» **WRITTEN TASK**
In the passage on the American-led world order, who supervised the Pentagon's 1992 post-Cold War policy?
* Start DOCUMENT PASSAGE *
Truman understood that the United States, as a superpower, would have to take the lead in designing a set of rules and institutions that would minimize the risk of another war. Just as a society needed some degree of enforceable order to make civilization possible, the world needed rules of the road to tame the naturally violent instincts of states. The United Nations Security Council became the conference table around which great powers would settle their disputes; the Marshall Plan saved Western Europe from economic ruin; the NATO alliance was forged to defend what was then-called the free world.

By leading the world, Truman and his successors recognized that America was also serving its own interests.

Under the American-led order, a vanquished Germany became prosperous, Japan became the second-largest economy in the world, and China, a poor and mostly rural country in 1949, became an economic behemoth. Yet, there was a tragic, unavoidable flaw in all of this: America may have written the rules and gotten buy-in from other countries, but it was also the rules’ policeman. When North Korea (1950) or Iraq (1990) violated these rules, for example, it fell to the United States to organize coalitions to enforce them and maintain the system.

The United States officially Signs the UN Charter. President Harry S. Truman looks on from left.

The United States officially Signs the UN Charter. President Harry S. Truman looks on from left.

Like every country on earth, however, America had its own interests. When they conflicted with the rules-based order, the country either exploited the rules or broke them. The United States bombed or invaded Vietnam (1965-1975), Cambodia (1969), Laos (1973), and entire swaths of Latin America with the most noble, freedom-loving rhetoric, when in reality it was the cold, hard logic of national interest that reigned.

This paradox, of operating within the world order and outside it, as a state like any other but also a superpower, came to the fore when the Soviet Union collapsed, leaving the United States as the only international gatekeeper and guardsman, unchallenged and unrestrained.

What Trump and his supporters derisively call “globalism” began in 1992. By then America had the world pretty much to itself. Conservative commentator Charles Krauthammer called it “the unipolar moment”; Francis Fukuyama’s book published that year hailed “The End of History.” The United States was the biggest country, with the biggest guns, and could point them in any direction. Whether America would discipline her power or become intoxicated by exercising it was the crucial question.

Unfortunately, the hubris of high-minded elites took over. The Times reported in 1992 that a policy document was circulating in the Pentagon outlining America’s post-Cold War approach. A version of this classified white paper, the Defense Planning Guidance, was leaked to the Times. The document called for nothing less than worldwide domination by the United States. “With its focus on the concept of benevolent domination by one power,” the Times reported, “the Pentagon document articulates the clearest rejection to date of collective internationalism, the strategy that emerged from World War Two.” The supervisor of this new policy was Paul Wolfowitz, a former Yale political science professor who was later one of the principal architects of bringing democracy to Iraq at gunpoint.
* End DOCUMENT PASSAGE *
* Start SUPPLIED MATERIAL *
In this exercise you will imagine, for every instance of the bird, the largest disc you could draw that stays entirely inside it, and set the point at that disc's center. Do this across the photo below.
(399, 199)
* End SUPPLIED MATERIAL *
» **TASK SOLUTION**
Paul Wolfowitz